__Requirement__. Reproduce the part of the reflection on mortality starting at "Modern life and" and ending at "It’s the fear.)", substituting "cappuccino" for "latte".

__Document section__.
----------------------------------------
Will death find us living?
Sometimes it’s difficult to come to terms with hard realities. You know, those pesky inevitables of life. Like needing to brush your teeth. Those cookie dough bites aren’t going to unstick themselves. Or the fact that no matter how virtuous your dental hygiene habits are one day you will die.
Everyone living honestly must prepare for their taxes as well as their funeral. We must recognize the fragility of life, the fleeting illusion of safety. This usually happens in a person's life when we have a so-called ‘brush with death.’ However, this doesn’t just include that few weeks of teaching your teenager how to drive. Every person eventually realizes that they have an expiration date only the Maker knows (Heb 9:27).
Something interesting happens when we become aware of death. We feel fragile, naked, exposed. This ends up becoming the defining feature of our lives. Confronted with our own mortality life begins to take on a distinct shape. Some respond in fear of death’s looming shadow by bending inward, cultivating a life of safety and isolation. Others respond by grabbing a lantern and a walking stick, moving toward death's dark shadow with the resolve to live.
Modern life and all it’s toys have already encouraged our lives to take a certain shape. A great inward bending has already been years in the making. The conduit has been kinked and there's no bending it back. But something else has happened. The pandemic has served as a giant metal break in our lives, encouraging our lives to further bend and turn inward. The pandemic has done what wars, famines, and plain old hard living has done in generations past. It has made us all painfully aware of our mortality.
This leaves us with life’s most important question. Will death find you living? Or will death find you cowering in fear, sipping a 5 dollar latte, ordered by remote control? (Just to be clear, it’s not the latte that’s the problem. It’s the fear.)
----------------------------------------
__Data provided__.
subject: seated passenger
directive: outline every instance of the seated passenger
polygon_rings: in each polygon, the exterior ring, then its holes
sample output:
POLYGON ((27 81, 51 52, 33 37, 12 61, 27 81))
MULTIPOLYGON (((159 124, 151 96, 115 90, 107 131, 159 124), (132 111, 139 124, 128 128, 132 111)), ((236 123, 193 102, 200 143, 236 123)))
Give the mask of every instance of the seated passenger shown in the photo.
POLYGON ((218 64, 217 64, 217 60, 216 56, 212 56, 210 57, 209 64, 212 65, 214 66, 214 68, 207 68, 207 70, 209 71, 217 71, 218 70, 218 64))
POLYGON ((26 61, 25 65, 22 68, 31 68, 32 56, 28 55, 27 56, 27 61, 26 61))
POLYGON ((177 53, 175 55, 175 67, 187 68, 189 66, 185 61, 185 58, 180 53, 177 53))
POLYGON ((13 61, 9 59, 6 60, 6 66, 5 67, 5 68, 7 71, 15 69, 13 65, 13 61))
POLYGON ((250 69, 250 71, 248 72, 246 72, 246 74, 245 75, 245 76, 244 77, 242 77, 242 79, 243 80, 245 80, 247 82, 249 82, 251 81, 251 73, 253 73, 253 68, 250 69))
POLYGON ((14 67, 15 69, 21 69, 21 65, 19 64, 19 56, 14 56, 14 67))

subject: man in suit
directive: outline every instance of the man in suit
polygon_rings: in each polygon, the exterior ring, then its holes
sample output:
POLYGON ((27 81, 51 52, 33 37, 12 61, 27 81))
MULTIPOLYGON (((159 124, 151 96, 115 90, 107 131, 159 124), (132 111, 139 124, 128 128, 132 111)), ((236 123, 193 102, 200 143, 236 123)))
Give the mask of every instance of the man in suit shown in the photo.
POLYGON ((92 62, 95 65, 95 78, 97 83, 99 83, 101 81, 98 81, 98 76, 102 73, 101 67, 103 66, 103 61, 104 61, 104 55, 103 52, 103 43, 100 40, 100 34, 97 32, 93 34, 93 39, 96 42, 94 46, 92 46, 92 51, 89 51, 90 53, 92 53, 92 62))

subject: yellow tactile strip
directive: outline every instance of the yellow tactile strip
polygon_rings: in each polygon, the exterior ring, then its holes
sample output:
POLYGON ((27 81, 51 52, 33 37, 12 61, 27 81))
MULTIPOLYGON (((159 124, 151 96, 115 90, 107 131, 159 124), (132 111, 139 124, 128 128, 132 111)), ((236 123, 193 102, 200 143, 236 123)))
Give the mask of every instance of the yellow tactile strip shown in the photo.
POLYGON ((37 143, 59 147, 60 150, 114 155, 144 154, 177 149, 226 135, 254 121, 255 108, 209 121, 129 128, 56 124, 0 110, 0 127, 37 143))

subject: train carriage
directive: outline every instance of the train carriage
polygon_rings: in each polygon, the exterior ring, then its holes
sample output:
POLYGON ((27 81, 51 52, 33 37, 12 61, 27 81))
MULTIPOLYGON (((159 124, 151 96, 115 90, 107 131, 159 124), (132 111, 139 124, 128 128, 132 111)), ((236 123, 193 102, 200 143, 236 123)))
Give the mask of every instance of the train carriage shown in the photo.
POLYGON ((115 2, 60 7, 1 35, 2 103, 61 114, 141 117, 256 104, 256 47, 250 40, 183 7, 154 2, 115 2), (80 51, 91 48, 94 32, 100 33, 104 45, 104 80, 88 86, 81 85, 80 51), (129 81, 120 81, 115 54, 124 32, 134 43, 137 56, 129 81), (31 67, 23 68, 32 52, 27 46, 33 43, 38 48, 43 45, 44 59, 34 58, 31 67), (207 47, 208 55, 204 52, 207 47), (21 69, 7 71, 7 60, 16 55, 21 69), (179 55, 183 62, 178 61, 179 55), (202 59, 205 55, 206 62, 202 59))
----------------------------------------
__Task solution__.
Modern life and all it’s toys have already encouraged our lives to take a certain shape. A great inward bending has already been years in the making. The conduit has been kinked and there's no bending it back. But something else has happened. The pandemic has served as a giant metal break in our lives, encouraging our lives to further bend and turn inward. The pandemic has done what wars, famines, and plain old hard living has done in generations past. It has made us all painfully aware of our mortality.
This leaves us with life’s most important question. Will death find you living? Or will death find you cowering in fear, sipping a 5 dollar cappuccino, ordered by remote control? (Just to be clear, it’s not the cappuccino that’s the problem. It’s the fear.)